PROMPT:
Rewrite the lines below as a numbered list, omitting any blank lines.

ITEMS:
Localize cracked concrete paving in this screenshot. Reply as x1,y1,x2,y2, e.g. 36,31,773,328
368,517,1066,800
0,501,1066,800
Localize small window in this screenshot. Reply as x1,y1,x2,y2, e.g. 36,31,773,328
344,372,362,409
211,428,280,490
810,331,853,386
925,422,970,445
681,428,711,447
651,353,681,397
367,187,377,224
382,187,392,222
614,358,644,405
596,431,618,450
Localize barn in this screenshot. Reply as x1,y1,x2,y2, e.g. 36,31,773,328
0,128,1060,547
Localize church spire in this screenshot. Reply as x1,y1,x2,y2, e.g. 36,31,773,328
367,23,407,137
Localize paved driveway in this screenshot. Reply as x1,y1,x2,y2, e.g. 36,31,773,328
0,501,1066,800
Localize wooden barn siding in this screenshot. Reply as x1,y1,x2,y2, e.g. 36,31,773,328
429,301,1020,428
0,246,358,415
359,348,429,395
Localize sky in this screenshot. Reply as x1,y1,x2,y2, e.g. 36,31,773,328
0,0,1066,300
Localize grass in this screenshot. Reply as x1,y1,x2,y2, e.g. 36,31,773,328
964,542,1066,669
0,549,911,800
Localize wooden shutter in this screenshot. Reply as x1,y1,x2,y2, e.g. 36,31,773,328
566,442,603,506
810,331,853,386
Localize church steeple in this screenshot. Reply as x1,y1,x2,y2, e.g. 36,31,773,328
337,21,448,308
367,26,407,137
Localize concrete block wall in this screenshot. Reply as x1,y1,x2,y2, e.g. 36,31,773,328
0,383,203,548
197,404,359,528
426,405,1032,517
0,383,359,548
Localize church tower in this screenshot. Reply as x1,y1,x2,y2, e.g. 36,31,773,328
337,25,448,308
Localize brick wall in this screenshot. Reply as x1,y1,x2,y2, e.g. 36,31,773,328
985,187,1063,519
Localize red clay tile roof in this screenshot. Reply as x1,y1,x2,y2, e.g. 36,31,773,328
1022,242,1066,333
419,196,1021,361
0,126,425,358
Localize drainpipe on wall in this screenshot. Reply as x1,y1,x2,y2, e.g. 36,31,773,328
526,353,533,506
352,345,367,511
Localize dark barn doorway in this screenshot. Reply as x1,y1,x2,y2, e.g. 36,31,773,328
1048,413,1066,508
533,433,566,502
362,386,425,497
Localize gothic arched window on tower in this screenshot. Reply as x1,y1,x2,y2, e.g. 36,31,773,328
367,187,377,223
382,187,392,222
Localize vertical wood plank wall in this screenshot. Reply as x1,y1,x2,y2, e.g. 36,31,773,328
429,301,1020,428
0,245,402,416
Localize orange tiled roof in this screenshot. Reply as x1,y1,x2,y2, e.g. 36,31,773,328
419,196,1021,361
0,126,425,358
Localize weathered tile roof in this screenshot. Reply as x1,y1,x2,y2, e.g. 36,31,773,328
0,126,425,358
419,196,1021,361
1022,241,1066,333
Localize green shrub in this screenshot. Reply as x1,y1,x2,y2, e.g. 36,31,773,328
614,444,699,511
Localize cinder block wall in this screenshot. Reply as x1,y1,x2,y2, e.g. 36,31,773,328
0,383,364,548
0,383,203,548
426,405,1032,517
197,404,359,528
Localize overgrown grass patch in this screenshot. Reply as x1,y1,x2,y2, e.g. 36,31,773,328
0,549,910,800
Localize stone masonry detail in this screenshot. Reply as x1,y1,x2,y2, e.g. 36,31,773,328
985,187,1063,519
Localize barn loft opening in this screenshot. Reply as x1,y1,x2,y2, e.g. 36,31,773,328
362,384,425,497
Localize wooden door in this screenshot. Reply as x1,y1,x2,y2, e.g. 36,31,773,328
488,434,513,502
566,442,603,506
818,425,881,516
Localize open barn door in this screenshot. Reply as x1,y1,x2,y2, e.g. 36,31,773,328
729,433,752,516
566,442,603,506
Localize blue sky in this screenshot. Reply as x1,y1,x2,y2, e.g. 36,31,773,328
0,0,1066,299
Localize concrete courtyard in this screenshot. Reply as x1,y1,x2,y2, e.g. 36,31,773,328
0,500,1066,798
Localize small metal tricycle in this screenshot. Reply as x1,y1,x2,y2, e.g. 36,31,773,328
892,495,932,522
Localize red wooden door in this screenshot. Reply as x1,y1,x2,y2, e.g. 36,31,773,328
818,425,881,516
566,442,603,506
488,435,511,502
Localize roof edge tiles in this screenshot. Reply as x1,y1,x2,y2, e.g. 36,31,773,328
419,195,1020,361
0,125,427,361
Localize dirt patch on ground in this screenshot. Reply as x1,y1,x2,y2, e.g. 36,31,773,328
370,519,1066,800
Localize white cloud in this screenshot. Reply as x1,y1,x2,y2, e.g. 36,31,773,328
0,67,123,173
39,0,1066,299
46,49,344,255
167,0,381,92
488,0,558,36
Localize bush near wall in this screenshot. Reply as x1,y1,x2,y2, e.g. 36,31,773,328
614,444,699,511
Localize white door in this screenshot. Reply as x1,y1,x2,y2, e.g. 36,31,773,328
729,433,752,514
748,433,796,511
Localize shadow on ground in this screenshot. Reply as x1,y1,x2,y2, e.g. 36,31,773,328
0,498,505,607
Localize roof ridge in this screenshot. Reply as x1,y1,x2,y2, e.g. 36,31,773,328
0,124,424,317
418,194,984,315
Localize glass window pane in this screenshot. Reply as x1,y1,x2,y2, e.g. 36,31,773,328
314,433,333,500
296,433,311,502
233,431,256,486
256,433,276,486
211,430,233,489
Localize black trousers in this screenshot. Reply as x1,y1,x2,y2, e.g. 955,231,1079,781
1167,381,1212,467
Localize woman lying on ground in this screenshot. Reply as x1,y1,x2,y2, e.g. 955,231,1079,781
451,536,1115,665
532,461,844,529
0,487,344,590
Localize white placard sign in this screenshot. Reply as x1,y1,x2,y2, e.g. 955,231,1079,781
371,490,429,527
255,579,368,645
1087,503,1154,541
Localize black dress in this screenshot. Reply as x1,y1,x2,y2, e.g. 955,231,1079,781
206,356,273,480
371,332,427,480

TASK ANSWER:
1. Localize cracked concrete paving in this screenshot. Reply as x1,y1,x2,y2, e.g. 36,31,773,328
2. 368,517,1066,800
3. 0,501,1066,800
4. Localize small window in this screenshot. Reply as x1,y1,x2,y2, e.g. 36,31,773,328
5. 344,372,362,409
6. 211,428,280,490
7. 810,331,853,386
8. 925,422,970,445
9. 681,428,711,447
10. 651,353,681,397
11. 367,187,377,224
12. 382,187,392,222
13. 614,358,644,405
14. 596,431,618,450
15. Localize barn in this screenshot. Reply as x1,y1,x2,y2, e.g. 36,31,773,328
16. 0,128,1060,547
17. Localize church spire in this screenshot. Reply as x1,y1,x2,y2, e.g. 36,31,773,328
18. 367,23,407,137
19. Localize paved driveway in this screenshot. Reply as x1,y1,x2,y2, e.g. 36,31,773,328
20. 0,501,1066,800
21. Localize wooden barn siding in this screenshot. Reply as x1,y1,x2,y2, e.g. 36,31,773,328
22. 429,301,1020,428
23. 0,246,358,415
24. 359,348,429,395
25. Localize sky in this screenshot. Reply as x1,y1,x2,y2, e.g. 36,31,773,328
26. 0,0,1066,300
27. Localize grass in this screenshot. Reply as x1,y1,x2,y2, e.g. 36,31,773,328
28. 964,542,1066,669
29. 0,549,911,800
30. Localize wooden shutter in this screenshot. Reply as x1,y1,x2,y2, e.g. 36,31,773,328
31. 566,442,603,506
32. 810,331,853,386
33. Localize church steeple in this screenshot. Reply as x1,y1,x2,y2, e.g. 36,31,773,328
34. 337,21,448,308
35. 367,26,407,137
36. Localize concrete block wall in this screenshot. Reply as x1,y1,x2,y2, e.g. 36,31,773,328
37. 0,383,203,548
38. 197,404,359,528
39. 426,405,1032,517
40. 0,383,359,548
41. Localize church tower in this screenshot. Reply as x1,y1,x2,y2, e.g. 36,31,773,328
42. 337,25,448,308
43. Localize brick wall in this screenshot. Reply as x1,y1,x2,y2, e.g. 36,31,773,328
44. 985,187,1063,519
45. Localize red clay tile roof in this screenshot. Reply as x1,y1,x2,y2, e.g. 36,31,773,328
46. 1022,242,1066,333
47. 419,196,1021,361
48. 0,126,425,358
49. Localize drainpipe on wall in this screenshot. Reply as x1,y1,x2,y2, e.g. 36,31,773,328
50. 526,353,533,506
51. 352,345,367,511
52. Localize dark barn doorway in this screenshot. Reply as x1,y1,x2,y2, e.g. 36,31,773,328
53. 1048,413,1066,508
54. 533,433,566,502
55. 362,386,425,497
56. Localize gothic arched window on tower in this screenshot. Reply as x1,y1,x2,y2, e.g. 36,31,773,328
57. 367,187,377,223
58. 382,187,392,222
59. Localize vertical wood plank wall in this screenshot. Reply as x1,y1,x2,y2, e.g. 36,31,773,328
60. 429,301,1020,428
61. 0,245,402,416
62. Localize orange tiled roof in this screenshot. Reply as x1,y1,x2,y2, e.g. 36,31,773,328
63. 419,196,1021,361
64. 0,126,425,358
65. Localize weathered tile roof in this screenshot. Reply as x1,y1,x2,y2, e.g. 36,31,773,328
66. 0,126,425,358
67. 419,196,1021,361
68. 1022,241,1066,333
69. Localize green shrub in this screenshot. Reply as x1,y1,x2,y2, e.g. 36,31,773,328
70. 614,444,699,511
71. Localize cinder block wall in this screenshot. Reply as x1,y1,x2,y2, e.g. 36,31,773,328
72. 0,383,364,548
73. 0,383,203,548
74. 426,405,1032,517
75. 197,404,359,528
76. Localize overgrown grass patch in this screenshot. Reply as x1,y1,x2,y2, e.g. 36,31,773,328
77. 0,549,910,800
78. Localize stone masonry detail in this screenshot. Reply as x1,y1,x2,y2, e.g. 36,31,773,328
79. 985,187,1063,519
80. Localize barn loft opening in this screenshot. Reply as x1,y1,x2,y2, e.g. 36,31,773,328
81. 362,384,425,497
82. Localize wooden door in this screenshot. Reply as x1,y1,x2,y2, e.g. 36,31,773,328
83. 488,434,513,502
84. 566,442,603,506
85. 818,425,881,516
86. Localize open barn door in this screenshot. Reply as x1,y1,x2,y2, e.g. 36,31,773,328
87. 729,433,752,516
88. 566,442,603,506
89. Localize blue sky in this screenshot. Reply as x1,y1,x2,y2, e.g. 36,31,773,328
90. 0,0,1066,299
91. Localize concrete courtyard in this screenshot. Reply as x1,y1,x2,y2, e.g. 36,31,773,328
92. 0,500,1066,798
93. Localize small metal tricycle in this screenshot. Reply as x1,y1,x2,y2, e.g. 36,31,773,328
94. 892,495,932,522
95. Localize red wooden door in this screenshot. Reply as x1,y1,x2,y2, e.g. 36,31,773,328
96. 818,425,881,516
97. 566,442,603,506
98. 488,435,511,502
99. Localize roof edge tiles in this screenshot. Reply as x1,y1,x2,y2, e.g. 36,31,773,328
100. 419,195,1020,361
101. 0,125,427,361
102. Localize dirt patch on ground in this screenshot. Reply as x1,y1,x2,y2, e.g. 36,31,773,328
103. 370,519,1066,800
104. Localize white cloud in this screenshot. Reply as x1,y1,x2,y2, e.g. 36,31,773,328
105. 0,67,123,173
106. 39,0,1066,299
107. 46,49,344,255
108. 167,0,381,92
109. 488,0,558,36
110. Localize bush near wall in this screenshot. Reply as x1,y1,x2,y2, e.g. 36,31,773,328
111. 614,444,699,511
112. Localize white door in this screenshot. Reply as x1,y1,x2,y2, e.g. 36,31,773,328
113. 729,433,752,514
114. 748,433,796,511
115. Localize shadow on ground in this screenshot. Reply as x1,y1,x2,y2, e.g. 36,31,773,328
116. 0,498,505,607
117. Localize roof ridge in this screenshot. Reply as x1,y1,x2,y2, e.g. 36,31,773,328
118. 0,124,424,317
119. 418,194,984,315
120. Localize glass window pane in this screenshot. Reply as x1,y1,x2,y2, e.g. 36,31,773,328
121. 314,433,333,500
122. 296,433,311,502
123. 233,431,256,486
124. 256,433,276,486
125. 211,430,233,489
126. Localize black trousers in this screenshot. Reply as x1,y1,x2,y2, e.g. 955,231,1079,781
127. 1167,381,1212,467
128. Localize woman lying on ground in this screenshot. Reply as x1,y1,x2,y2, e.g. 955,231,1079,781
129. 451,536,1115,665
130. 532,461,844,529
131. 0,487,344,590
132. Localize white placard sign in this screenshot. Reply as x1,y1,x2,y2, e.g. 955,231,1079,781
133. 371,490,429,527
134. 255,579,368,645
135. 1087,503,1154,541
136. Localize black dress in this screenshot. Reply as x1,y1,x2,y2, e.g. 955,231,1079,781
137. 206,356,273,480
138. 371,332,427,480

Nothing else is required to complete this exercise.